## DIRECTIONS FOR THIS TASK
Reproduce the data below verbatim, from the line with "Practice. Point at the main" up to and including the line with "<point>446,218</point>".
***
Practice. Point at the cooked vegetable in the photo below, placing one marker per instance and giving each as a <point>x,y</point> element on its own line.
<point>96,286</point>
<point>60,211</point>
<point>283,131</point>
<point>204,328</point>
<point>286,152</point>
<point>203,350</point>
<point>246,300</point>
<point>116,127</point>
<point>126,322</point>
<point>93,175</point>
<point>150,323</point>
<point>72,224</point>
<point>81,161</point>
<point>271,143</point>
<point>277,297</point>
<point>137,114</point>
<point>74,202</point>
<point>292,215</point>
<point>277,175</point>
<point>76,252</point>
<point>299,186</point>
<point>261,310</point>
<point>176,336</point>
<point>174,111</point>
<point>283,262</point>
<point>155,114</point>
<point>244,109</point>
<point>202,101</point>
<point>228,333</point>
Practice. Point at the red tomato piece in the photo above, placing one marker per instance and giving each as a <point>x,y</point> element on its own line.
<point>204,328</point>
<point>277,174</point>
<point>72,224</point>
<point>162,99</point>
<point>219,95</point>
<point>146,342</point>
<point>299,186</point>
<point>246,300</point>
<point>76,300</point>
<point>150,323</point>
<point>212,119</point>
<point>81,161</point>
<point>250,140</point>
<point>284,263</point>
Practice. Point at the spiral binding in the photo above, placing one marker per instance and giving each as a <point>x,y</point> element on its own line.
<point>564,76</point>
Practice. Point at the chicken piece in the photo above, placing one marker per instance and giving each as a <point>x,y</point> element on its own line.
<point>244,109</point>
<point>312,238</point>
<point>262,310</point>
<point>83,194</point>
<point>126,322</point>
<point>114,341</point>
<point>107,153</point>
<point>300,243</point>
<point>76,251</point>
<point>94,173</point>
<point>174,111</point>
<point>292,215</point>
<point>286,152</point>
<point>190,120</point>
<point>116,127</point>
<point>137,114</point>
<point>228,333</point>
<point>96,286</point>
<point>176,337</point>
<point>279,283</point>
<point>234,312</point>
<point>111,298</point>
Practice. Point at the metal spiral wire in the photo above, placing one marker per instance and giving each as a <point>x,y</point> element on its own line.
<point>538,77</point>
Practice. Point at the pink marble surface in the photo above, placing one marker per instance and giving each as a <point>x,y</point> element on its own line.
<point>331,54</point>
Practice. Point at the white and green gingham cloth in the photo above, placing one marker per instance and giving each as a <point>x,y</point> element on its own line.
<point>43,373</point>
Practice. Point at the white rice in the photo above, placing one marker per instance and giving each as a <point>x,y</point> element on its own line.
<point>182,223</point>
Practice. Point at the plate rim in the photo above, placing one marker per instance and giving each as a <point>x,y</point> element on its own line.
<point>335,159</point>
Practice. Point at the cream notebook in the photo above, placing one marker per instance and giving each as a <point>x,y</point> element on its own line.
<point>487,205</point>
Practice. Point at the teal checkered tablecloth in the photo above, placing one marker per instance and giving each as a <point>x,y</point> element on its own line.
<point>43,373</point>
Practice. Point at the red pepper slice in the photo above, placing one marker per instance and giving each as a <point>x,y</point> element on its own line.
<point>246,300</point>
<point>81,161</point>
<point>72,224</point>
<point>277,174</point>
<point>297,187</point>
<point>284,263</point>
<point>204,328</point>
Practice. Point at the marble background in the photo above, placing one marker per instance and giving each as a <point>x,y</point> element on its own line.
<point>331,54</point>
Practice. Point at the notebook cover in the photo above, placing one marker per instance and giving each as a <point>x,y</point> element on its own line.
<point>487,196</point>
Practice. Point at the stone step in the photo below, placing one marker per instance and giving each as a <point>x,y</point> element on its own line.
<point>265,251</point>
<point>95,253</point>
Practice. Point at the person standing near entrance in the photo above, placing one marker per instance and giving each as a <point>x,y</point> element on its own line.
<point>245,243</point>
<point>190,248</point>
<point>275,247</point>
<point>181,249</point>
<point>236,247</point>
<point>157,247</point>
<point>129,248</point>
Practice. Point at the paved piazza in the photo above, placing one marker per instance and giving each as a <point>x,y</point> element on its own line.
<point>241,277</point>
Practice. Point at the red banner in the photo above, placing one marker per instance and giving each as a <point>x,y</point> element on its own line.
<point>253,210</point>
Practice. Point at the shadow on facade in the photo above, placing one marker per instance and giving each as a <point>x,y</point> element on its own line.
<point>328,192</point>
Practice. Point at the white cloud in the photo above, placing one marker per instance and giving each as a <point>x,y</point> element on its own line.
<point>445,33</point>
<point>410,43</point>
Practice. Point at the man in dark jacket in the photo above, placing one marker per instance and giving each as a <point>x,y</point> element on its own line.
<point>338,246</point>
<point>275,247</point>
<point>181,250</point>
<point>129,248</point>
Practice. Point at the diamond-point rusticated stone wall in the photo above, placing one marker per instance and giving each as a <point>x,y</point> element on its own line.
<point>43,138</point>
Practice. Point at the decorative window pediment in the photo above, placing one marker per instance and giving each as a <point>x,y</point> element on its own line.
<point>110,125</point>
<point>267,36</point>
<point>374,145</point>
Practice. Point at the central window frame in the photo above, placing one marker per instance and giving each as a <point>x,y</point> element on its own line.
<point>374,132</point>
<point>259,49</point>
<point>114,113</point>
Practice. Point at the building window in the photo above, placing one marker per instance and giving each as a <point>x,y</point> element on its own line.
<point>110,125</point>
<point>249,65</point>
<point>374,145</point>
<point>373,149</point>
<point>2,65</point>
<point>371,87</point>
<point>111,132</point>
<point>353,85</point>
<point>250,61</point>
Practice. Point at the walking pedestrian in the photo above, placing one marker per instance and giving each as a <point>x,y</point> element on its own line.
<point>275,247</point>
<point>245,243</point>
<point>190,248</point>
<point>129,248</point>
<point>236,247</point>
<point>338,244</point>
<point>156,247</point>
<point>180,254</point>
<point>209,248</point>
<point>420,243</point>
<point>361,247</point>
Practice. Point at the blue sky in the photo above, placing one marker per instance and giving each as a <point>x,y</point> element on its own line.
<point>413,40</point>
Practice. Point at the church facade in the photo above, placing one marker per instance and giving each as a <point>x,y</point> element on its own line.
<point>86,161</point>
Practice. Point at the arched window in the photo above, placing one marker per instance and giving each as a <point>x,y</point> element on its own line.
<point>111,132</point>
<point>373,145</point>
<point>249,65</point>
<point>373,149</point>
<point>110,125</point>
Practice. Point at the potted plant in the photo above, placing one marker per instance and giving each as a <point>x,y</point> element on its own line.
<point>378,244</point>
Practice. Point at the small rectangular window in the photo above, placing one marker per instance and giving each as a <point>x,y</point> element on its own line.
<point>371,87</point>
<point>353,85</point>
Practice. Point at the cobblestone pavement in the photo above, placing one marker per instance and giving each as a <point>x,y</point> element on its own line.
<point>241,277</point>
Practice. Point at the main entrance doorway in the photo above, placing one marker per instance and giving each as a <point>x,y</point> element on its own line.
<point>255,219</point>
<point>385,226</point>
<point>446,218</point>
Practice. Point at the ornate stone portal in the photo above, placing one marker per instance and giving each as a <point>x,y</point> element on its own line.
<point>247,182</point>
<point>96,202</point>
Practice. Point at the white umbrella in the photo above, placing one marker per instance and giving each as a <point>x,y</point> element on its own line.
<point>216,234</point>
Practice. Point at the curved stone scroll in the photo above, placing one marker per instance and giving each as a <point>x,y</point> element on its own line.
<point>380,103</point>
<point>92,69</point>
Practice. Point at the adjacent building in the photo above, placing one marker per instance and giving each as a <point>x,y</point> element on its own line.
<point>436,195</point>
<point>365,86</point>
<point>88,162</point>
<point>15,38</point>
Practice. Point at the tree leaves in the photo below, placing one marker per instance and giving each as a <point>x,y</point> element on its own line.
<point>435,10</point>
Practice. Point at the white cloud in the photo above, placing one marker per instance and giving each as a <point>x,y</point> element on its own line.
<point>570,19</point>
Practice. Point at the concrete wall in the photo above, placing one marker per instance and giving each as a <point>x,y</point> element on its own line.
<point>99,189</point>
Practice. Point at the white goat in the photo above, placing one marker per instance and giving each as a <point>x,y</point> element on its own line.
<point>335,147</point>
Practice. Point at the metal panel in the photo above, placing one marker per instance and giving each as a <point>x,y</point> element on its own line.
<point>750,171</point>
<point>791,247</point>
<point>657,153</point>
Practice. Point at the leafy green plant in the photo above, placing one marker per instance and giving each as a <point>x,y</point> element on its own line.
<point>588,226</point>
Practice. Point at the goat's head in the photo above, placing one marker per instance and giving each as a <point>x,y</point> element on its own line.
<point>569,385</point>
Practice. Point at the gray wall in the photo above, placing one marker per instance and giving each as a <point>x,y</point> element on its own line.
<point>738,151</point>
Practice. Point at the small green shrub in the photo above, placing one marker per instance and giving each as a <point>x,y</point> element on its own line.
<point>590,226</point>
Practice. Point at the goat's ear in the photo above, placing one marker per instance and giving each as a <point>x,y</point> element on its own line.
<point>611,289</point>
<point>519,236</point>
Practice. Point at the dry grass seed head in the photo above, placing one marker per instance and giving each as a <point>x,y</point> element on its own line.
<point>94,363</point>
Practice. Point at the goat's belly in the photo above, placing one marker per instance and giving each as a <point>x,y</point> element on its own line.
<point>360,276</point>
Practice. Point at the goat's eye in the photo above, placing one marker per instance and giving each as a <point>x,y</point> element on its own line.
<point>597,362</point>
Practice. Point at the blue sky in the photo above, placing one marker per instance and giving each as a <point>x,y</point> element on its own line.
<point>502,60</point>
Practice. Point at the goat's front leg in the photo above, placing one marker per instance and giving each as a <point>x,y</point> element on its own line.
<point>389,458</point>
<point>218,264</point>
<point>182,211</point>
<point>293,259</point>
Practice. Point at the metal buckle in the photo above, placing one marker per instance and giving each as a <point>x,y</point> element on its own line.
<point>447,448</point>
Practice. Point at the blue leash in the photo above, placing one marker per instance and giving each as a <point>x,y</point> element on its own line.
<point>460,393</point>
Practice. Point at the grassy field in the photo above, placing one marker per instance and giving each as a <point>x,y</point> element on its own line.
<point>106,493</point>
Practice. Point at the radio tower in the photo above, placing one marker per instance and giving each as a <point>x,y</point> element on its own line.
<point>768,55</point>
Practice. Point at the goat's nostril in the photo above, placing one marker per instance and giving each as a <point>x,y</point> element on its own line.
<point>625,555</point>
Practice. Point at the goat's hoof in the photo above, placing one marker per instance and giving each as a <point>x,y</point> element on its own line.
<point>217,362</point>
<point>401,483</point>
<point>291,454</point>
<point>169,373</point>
***
## FULL SOLUTION
Practice. Point at the main entrance doorway in the photo above, placing one marker per instance and giving each as a <point>x,y</point> element on its own line.
<point>255,219</point>
<point>385,226</point>
<point>446,218</point>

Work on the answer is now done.